EXERCISE DIRECTIONS
Please put each line of the material below into a JSON list of strings, one string per line, leaving out blank lines.

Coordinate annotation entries
▬▬▬▬▬▬▬▬▬▬

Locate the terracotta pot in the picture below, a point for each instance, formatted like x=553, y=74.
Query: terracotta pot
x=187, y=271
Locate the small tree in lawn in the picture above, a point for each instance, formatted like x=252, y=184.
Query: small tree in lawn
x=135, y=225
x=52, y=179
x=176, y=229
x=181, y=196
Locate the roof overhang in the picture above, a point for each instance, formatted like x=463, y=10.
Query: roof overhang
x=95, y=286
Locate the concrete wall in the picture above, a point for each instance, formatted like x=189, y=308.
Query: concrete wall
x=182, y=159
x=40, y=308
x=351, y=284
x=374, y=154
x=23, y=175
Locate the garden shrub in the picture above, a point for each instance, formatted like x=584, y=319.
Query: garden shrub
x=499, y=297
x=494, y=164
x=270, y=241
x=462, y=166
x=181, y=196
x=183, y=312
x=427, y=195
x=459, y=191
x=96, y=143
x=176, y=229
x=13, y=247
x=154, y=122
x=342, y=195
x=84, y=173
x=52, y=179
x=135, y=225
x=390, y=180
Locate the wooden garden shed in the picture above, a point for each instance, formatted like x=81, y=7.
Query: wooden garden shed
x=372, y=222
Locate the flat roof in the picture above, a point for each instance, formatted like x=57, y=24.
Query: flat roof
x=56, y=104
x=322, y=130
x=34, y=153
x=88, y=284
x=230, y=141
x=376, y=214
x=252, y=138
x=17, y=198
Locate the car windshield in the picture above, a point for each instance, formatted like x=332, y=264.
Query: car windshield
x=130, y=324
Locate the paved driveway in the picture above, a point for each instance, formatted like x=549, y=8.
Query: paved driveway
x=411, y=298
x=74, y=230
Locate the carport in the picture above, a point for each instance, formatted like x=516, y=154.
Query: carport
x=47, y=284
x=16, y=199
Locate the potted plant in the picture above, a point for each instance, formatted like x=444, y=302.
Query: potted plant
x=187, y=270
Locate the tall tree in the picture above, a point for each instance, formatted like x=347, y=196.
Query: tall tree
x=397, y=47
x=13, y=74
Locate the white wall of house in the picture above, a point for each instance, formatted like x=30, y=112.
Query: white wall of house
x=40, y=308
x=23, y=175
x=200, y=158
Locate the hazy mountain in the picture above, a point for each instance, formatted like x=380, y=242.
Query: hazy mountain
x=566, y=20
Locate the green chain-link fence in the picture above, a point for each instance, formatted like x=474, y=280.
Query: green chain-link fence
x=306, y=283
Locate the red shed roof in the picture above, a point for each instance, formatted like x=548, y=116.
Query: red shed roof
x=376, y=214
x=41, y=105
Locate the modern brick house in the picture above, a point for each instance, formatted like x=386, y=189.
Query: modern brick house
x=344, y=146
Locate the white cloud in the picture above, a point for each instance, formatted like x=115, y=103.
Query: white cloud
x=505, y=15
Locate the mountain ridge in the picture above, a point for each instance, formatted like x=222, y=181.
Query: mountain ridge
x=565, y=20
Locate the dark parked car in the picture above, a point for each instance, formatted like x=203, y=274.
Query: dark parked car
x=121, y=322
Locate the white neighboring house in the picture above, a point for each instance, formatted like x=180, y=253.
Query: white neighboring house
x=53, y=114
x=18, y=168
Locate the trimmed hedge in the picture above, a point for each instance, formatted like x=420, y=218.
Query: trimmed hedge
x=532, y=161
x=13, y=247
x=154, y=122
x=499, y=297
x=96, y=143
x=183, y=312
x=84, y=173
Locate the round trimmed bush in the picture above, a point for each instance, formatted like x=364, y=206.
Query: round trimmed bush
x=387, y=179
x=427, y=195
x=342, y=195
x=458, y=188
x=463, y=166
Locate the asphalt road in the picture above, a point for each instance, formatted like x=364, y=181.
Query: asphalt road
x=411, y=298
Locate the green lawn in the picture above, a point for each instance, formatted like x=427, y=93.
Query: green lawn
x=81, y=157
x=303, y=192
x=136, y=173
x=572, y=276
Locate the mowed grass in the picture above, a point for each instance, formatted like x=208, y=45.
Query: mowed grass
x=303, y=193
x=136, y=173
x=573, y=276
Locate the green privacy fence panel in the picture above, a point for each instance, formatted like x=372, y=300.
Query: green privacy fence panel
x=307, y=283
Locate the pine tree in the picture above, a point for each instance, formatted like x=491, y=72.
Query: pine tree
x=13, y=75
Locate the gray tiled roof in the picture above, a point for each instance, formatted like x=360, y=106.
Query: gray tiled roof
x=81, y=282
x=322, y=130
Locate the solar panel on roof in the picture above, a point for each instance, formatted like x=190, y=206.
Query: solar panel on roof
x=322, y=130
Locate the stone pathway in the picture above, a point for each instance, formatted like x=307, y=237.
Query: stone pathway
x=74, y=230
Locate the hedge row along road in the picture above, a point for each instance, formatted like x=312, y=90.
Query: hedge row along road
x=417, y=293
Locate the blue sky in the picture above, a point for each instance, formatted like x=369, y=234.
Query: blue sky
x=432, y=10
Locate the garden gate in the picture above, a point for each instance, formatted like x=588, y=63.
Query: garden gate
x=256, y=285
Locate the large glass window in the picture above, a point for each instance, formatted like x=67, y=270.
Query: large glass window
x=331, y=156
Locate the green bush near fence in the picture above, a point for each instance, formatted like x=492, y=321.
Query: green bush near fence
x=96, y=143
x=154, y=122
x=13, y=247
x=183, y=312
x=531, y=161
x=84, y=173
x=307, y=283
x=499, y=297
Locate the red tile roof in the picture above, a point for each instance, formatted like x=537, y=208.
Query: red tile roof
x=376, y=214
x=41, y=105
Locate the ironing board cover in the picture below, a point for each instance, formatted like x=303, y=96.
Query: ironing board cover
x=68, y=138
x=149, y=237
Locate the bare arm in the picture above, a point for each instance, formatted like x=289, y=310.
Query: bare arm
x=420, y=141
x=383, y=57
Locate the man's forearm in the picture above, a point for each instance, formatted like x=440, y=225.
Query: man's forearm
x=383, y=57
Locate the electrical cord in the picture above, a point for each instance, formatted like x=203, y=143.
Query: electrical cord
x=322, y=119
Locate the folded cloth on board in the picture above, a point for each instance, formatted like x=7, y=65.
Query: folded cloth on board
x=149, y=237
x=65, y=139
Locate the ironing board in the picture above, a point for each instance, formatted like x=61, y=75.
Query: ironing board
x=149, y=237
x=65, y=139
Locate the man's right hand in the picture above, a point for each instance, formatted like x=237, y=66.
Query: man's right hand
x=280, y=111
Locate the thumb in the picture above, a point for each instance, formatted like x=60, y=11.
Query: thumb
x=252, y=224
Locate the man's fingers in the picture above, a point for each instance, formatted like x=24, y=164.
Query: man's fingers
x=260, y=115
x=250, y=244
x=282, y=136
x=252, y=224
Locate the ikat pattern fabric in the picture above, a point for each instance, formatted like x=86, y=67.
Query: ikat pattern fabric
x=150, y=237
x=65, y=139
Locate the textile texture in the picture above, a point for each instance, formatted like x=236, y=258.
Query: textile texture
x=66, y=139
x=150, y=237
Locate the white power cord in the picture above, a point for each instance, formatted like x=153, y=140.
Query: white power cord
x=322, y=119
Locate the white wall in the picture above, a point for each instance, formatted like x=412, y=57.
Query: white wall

▬▬▬▬▬▬▬▬▬▬

ANSWER TO THIS EXERCISE
[
  "Locate the terracotta pot in the picture below, a point for each instance, formatted like x=553, y=74.",
  "Query: terracotta pot",
  "x=187, y=271",
  "Locate the small tree in lawn in the picture above, a point for each instance, formatted like x=252, y=184.",
  "Query: small tree in lawn",
  "x=135, y=225",
  "x=52, y=179",
  "x=176, y=229",
  "x=181, y=196",
  "Locate the roof overhang in the picture above, a point for each instance, formatted like x=463, y=10.",
  "Query: roof overhang",
  "x=95, y=286",
  "Locate the concrete wall in the picture above, a point for each instance, formatted like x=189, y=308.",
  "Query: concrete wall",
  "x=182, y=159",
  "x=40, y=308",
  "x=351, y=284",
  "x=374, y=154",
  "x=23, y=175",
  "Locate the garden shrub in the picture above, a point for each instance, formatted like x=584, y=319.",
  "Query: garden shrub",
  "x=499, y=297",
  "x=494, y=164",
  "x=270, y=241",
  "x=462, y=166",
  "x=181, y=196",
  "x=183, y=312",
  "x=427, y=195",
  "x=459, y=191",
  "x=96, y=143",
  "x=176, y=229",
  "x=13, y=247",
  "x=154, y=122",
  "x=342, y=195",
  "x=84, y=173",
  "x=52, y=179",
  "x=135, y=225",
  "x=390, y=180",
  "Locate the wooden garden shed in the picture above, a point for each instance, formatted like x=81, y=7.",
  "Query: wooden garden shed",
  "x=372, y=222",
  "Locate the flat roof in the picture above, a point for each instance, formatted like x=57, y=24.",
  "Query: flat roof",
  "x=56, y=104",
  "x=322, y=130",
  "x=34, y=153",
  "x=88, y=284",
  "x=230, y=141",
  "x=376, y=214",
  "x=252, y=138",
  "x=17, y=198",
  "Locate the car windshield in the picture above, a point for each instance, formatted like x=332, y=264.",
  "Query: car windshield",
  "x=130, y=324",
  "Locate the paved driveway in the picture above, a point for each instance, formatted like x=549, y=8.",
  "Query: paved driveway",
  "x=411, y=298",
  "x=74, y=230",
  "Locate the carport in the picture above, a point for each instance, formatted like x=516, y=154.",
  "Query: carport",
  "x=47, y=284",
  "x=16, y=199",
  "Locate the potted plant in the picture above, a point for each instance, formatted like x=444, y=302.",
  "Query: potted plant",
  "x=187, y=270",
  "Locate the tall tree in the picture above, a point for each instance, formatted like x=347, y=196.",
  "Query: tall tree",
  "x=397, y=47",
  "x=13, y=74",
  "Locate the white wall of house in the picture above, a point for each instance, formatted like x=30, y=112.",
  "Query: white wall of house",
  "x=40, y=308",
  "x=23, y=175",
  "x=200, y=158",
  "Locate the hazy mountain in the picture above, a point for each instance, formatted like x=380, y=242.",
  "Query: hazy mountain",
  "x=566, y=20",
  "Locate the green chain-link fence in the picture above, a point for each instance, formatted like x=474, y=280.",
  "Query: green chain-link fence",
  "x=306, y=283",
  "Locate the red shed roof in the picture above, a point for each instance, formatted like x=548, y=116.",
  "Query: red shed roof",
  "x=376, y=214",
  "x=41, y=105",
  "Locate the modern brick house in the picture above, a point for each instance, formatted like x=386, y=189.",
  "Query: modern brick house",
  "x=344, y=146",
  "Locate the white cloud in the picture above, a point for each instance, formatted like x=115, y=103.",
  "Query: white cloud",
  "x=505, y=15",
  "Locate the mountain ridge in the picture above, a point for each instance, formatted like x=222, y=181.",
  "Query: mountain ridge",
  "x=565, y=20",
  "Locate the dark parked car in the picture above, a point for each instance, formatted like x=203, y=274.",
  "Query: dark parked car",
  "x=121, y=322",
  "Locate the white neighboring house in the picture above, a point for each instance, formatted like x=180, y=253.",
  "Query: white neighboring house",
  "x=53, y=114",
  "x=18, y=168",
  "Locate the trimmed hedge in the picture above, a point for each instance, formatted like x=420, y=218.",
  "Query: trimmed hedge",
  "x=532, y=161",
  "x=13, y=247",
  "x=154, y=122",
  "x=499, y=297",
  "x=96, y=143",
  "x=183, y=312",
  "x=84, y=173",
  "Locate the round trimmed bush in the picture above, a point for each instance, formatted like x=364, y=206.",
  "Query: round trimmed bush",
  "x=387, y=179",
  "x=427, y=195",
  "x=342, y=195",
  "x=458, y=188",
  "x=463, y=166",
  "Locate the asphalt road in the picture above, a point for each instance, formatted like x=364, y=181.",
  "Query: asphalt road",
  "x=411, y=298",
  "Locate the green lawn in the picture above, a point for each instance, formatted like x=427, y=93.",
  "Query: green lawn",
  "x=81, y=157",
  "x=303, y=192",
  "x=136, y=173",
  "x=572, y=276",
  "Locate the mowed grass in the picture above, a point for each instance, formatted like x=208, y=45.",
  "Query: mowed grass",
  "x=303, y=193",
  "x=136, y=173",
  "x=573, y=276",
  "Locate the green privacy fence panel in the picture above, a point for each instance, formatted like x=372, y=300.",
  "Query: green privacy fence panel",
  "x=307, y=283",
  "Locate the pine tree in the picture above, a point for each instance, formatted like x=491, y=72.",
  "Query: pine tree",
  "x=13, y=75",
  "Locate the gray tiled roof in the picture above, a point for each instance, formatted like x=360, y=106.",
  "Query: gray tiled roof",
  "x=81, y=282",
  "x=322, y=130",
  "Locate the solar panel on roof in the picture above, a point for each instance, formatted like x=190, y=206.",
  "Query: solar panel on roof",
  "x=322, y=130",
  "Locate the stone pathway in the picture above, a point for each instance, formatted like x=307, y=237.",
  "Query: stone pathway",
  "x=74, y=230",
  "Locate the hedge row along road in the picture above, a point for each instance, formatted like x=312, y=90.",
  "Query: hedge row along road",
  "x=417, y=293",
  "Locate the blue sky in the picture above, a point for each instance, formatted like x=369, y=234.",
  "Query: blue sky",
  "x=432, y=10",
  "Locate the garden gate in the picture above, a point for each instance, formatted like x=588, y=63.",
  "Query: garden gate",
  "x=256, y=285",
  "Locate the large glass window in the picture above, a point for each instance, formatted like x=67, y=270.",
  "Query: large glass window",
  "x=331, y=156",
  "Locate the green bush near fence in the picture above, a point for each instance, formatted like x=492, y=321.",
  "Query: green bush near fence",
  "x=96, y=143",
  "x=154, y=122",
  "x=13, y=247",
  "x=183, y=312",
  "x=531, y=161",
  "x=84, y=173",
  "x=307, y=283",
  "x=499, y=297",
  "Locate the red tile roof in the picture above, a point for each instance, formatted like x=537, y=208.",
  "Query: red tile roof",
  "x=376, y=214",
  "x=41, y=105",
  "Locate the ironing board cover in the picture below, a point for each instance, formatted like x=303, y=96.",
  "Query: ironing board cover",
  "x=68, y=138",
  "x=149, y=237",
  "Locate the bare arm in the picture above, a point for each instance, formatted like x=289, y=310.",
  "Query: bare arm",
  "x=420, y=141",
  "x=383, y=57",
  "Locate the man's forearm in the picture above, a point for each instance, formatted like x=440, y=225.",
  "Query: man's forearm",
  "x=383, y=57",
  "Locate the electrical cord in the picture above, a point for each instance, formatted like x=203, y=143.",
  "Query: electrical cord",
  "x=322, y=119",
  "Locate the folded cloth on board in the picture above, a point for each instance, formatted like x=7, y=65.",
  "Query: folded cloth on board",
  "x=149, y=237",
  "x=65, y=139",
  "Locate the ironing board in the picture above, a point for each instance, formatted like x=61, y=75.",
  "Query: ironing board",
  "x=149, y=237",
  "x=65, y=139",
  "Locate the man's right hand in the picture above, a point for each instance, formatted like x=237, y=66.",
  "Query: man's right hand",
  "x=280, y=111",
  "Locate the thumb in the picture above, a point for each instance, formatted like x=60, y=11.",
  "Query: thumb",
  "x=252, y=224",
  "Locate the man's fingers in the picture above, a point for each instance, formatted like x=24, y=164.",
  "Query: man's fingers",
  "x=260, y=115",
  "x=250, y=244",
  "x=282, y=136",
  "x=252, y=224",
  "Locate the ikat pattern fabric in the picture above, a point for each instance, formatted like x=86, y=67.",
  "Query: ikat pattern fabric",
  "x=150, y=237",
  "x=65, y=139",
  "Locate the textile texture in the picture above, a point for each instance, formatted like x=236, y=258.",
  "Query: textile texture",
  "x=66, y=139",
  "x=150, y=237",
  "Locate the white power cord in the picture above, a point for each instance, formatted like x=153, y=140.",
  "Query: white power cord",
  "x=322, y=119",
  "Locate the white wall in the picture above, a point for each instance, formatted like x=412, y=57.",
  "Query: white wall"
]